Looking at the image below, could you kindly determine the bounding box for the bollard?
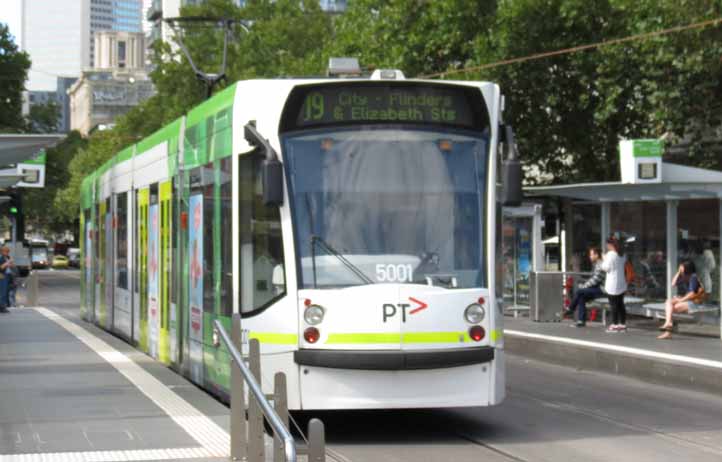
[273,372,289,462]
[231,313,248,460]
[308,418,326,462]
[248,339,266,462]
[25,271,39,306]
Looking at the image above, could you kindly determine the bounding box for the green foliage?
[0,23,30,133]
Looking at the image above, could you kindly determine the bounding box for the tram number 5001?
[376,263,414,282]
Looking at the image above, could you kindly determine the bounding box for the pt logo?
[383,297,429,322]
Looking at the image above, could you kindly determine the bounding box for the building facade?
[68,32,155,135]
[19,0,90,91]
[89,0,143,67]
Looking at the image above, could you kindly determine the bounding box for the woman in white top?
[602,237,627,332]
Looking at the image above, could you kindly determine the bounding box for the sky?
[0,0,20,45]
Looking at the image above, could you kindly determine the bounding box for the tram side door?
[103,195,116,330]
[133,188,150,353]
[93,201,107,325]
[158,181,172,364]
[81,208,95,322]
[502,204,543,314]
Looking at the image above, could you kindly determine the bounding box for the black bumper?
[293,347,494,371]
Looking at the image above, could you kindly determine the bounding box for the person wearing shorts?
[657,260,704,340]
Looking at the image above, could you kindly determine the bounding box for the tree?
[23,131,88,233]
[0,23,30,133]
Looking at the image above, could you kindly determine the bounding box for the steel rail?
[213,319,296,462]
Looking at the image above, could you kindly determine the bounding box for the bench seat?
[643,303,720,322]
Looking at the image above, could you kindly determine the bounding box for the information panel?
[281,82,487,131]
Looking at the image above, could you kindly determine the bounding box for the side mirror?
[243,120,283,207]
[501,125,524,207]
[261,159,283,207]
[271,263,286,294]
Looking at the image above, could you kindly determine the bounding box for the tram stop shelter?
[505,162,722,337]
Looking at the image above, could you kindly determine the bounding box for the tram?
[80,71,520,410]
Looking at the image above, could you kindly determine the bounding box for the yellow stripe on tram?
[248,332,298,345]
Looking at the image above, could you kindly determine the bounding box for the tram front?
[280,80,504,409]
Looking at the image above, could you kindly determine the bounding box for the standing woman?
[602,237,627,332]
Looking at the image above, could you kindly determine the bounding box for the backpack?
[692,278,708,305]
[624,260,637,284]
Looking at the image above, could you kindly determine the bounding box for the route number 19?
[304,93,324,121]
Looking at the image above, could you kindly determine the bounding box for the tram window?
[220,157,233,316]
[116,193,128,289]
[201,163,215,313]
[168,176,182,303]
[132,192,140,293]
[238,151,286,314]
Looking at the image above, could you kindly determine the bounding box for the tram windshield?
[283,125,488,289]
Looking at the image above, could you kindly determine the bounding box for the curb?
[504,331,722,394]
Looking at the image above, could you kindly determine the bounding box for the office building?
[18,0,90,91]
[15,0,143,91]
[89,0,143,67]
[67,32,155,135]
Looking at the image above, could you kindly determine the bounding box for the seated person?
[657,260,704,340]
[567,247,606,327]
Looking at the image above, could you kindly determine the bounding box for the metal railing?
[213,314,326,462]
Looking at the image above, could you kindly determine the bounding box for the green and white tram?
[81,71,513,410]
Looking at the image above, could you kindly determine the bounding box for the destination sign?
[282,83,486,130]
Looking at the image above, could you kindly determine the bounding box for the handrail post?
[25,271,39,306]
[273,372,288,462]
[213,319,297,462]
[248,339,265,462]
[231,313,248,460]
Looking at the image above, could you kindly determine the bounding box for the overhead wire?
[417,17,722,79]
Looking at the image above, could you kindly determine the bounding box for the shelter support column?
[559,199,578,271]
[666,200,679,299]
[599,202,612,252]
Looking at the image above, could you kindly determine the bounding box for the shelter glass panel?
[570,204,602,272]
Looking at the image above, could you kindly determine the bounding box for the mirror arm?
[243,120,278,162]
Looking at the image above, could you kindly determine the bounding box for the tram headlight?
[464,303,486,324]
[303,305,326,326]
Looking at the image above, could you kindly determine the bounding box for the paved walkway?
[504,318,722,362]
[0,308,229,462]
[504,318,722,394]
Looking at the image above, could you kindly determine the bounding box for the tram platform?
[504,317,722,393]
[0,304,229,462]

:: Instruction ::
Reproduce this listing word for word from start to finish, leaving out the pictures.

:: Written answer ::
Looking at the image below, could you kindly determine the bounding box for the bollard?
[273,372,289,462]
[231,313,248,460]
[308,418,326,462]
[248,339,266,462]
[25,271,39,306]
Looking at the image above, could you kindly determine the bounding box for the green foliage?
[0,23,30,133]
Looking at the image above, could you kindly determine the bounding box for the tram number 5001?
[376,263,414,282]
Looking at the image above, could you kindly determine the bounding box for the pt logo?
[383,297,429,322]
Looking at the image above, could you kindly determine the bounding box for the building facade?
[68,32,155,135]
[19,0,90,91]
[89,0,143,67]
Looking at the image above, could you kindly determine the bounding box for the woman in white top?
[602,237,627,332]
Looking at the image above, could you kindly determine the bounding box for the sky?
[0,0,20,45]
Looking at the image above, could you kindly determine the bounding box for the tram side door?
[103,195,116,330]
[133,188,150,353]
[93,201,107,325]
[158,181,172,364]
[81,208,95,322]
[502,204,543,314]
Looking at the image above, could you kindly determine the bounding box for the black bumper?
[293,347,494,371]
Looking at the image above, could you kindly determine the bounding box for the person wearing shorts?
[657,260,704,340]
Looking at the image above, could you kindly determine the bounding box for the tree?
[23,131,88,233]
[0,23,30,133]
Looking at the image above, could you kindly determine the bounding box for the steel rail?
[213,319,296,462]
Looking at the image above, could you kindly determine the bounding box for the bench seat?
[643,303,720,322]
Looking at the image above, could you kindly determine the bounding box for the information panel?
[281,82,487,131]
Looking at the image above, could you kindly determine the bounding box for the side mirror?
[243,120,283,207]
[501,125,524,207]
[261,159,283,207]
[271,263,286,294]
Looking at the image above, could you kindly determine the bounding box for the tram stop shelter?
[505,162,722,337]
Looking at the image above, could you kindly determine the bounding box for the tram?
[80,71,520,410]
Looking at the image above, could you kindly determine the bounding box for the yellow stripe on tram?
[248,332,298,345]
Looking at the image above, could you kindly determine the bounding box for the tram front?
[280,80,504,409]
Looking at the image above, could you kindly determine the bounding box for the standing woman?
[602,237,627,332]
Looking at the image above, could you kindly determine the bounding box for the backpack?
[692,278,708,305]
[624,260,637,284]
Looking at the image above, could you kindly determine the bounding box for the route number 19?
[304,93,324,121]
Looking at the image above, could you kindly determine the bounding box for the tram window?
[220,157,233,316]
[116,193,128,289]
[201,163,215,313]
[168,176,182,303]
[132,192,140,293]
[238,151,286,314]
Looking at the image above, could you kindly determine the bounding box for the tram windshield?
[283,125,488,289]
Looking at the image above, could you kindly determine the bounding box for the curb?
[504,331,722,394]
Looking at the image above, could you kindly determine the bounding box for the office building?
[18,0,90,91]
[15,0,143,91]
[89,0,143,67]
[67,32,155,135]
Looking at the image above, could you kindly determine the bounding box for the seated person?
[657,260,704,340]
[567,247,606,327]
Looking at the image above, could you kindly determine the bounding box for the metal railing?
[213,314,326,462]
Looking at the image above, could you kindly determine the bounding box for the green and white tram?
[81,71,513,410]
Looking at the image above, could you kindly determine the bounding box for the destination sign?
[282,83,486,130]
Looking at the image above, could you kindly determine the bounding box for the handrail post?
[25,271,39,306]
[273,372,288,462]
[213,319,297,462]
[248,339,265,462]
[231,313,248,460]
Looking at the image above, could you kindly determine the bounding box for the overhead wire?
[417,17,722,79]
Looking at the image above, could you kindly determine the bounding box for the shelter support column?
[559,199,578,271]
[666,200,679,299]
[599,202,612,252]
Looking at the image above, could you kindly determine the bounding box for the shelter glass panel?
[570,204,602,272]
Looking at the image above, could you kindly determine the bounding box for the mirror arm?
[243,120,278,162]
Looking at the image above, could you kindly determine the bounding box for the tram headlight?
[464,303,486,324]
[303,305,326,326]
Looking at the image above, could you kindly determine the bounding box for the paved walkway?
[504,318,722,362]
[0,308,229,462]
[504,318,722,394]
Looking at the image above, could you kindly determine the bounding box for the tram platform?
[504,317,722,393]
[0,304,229,462]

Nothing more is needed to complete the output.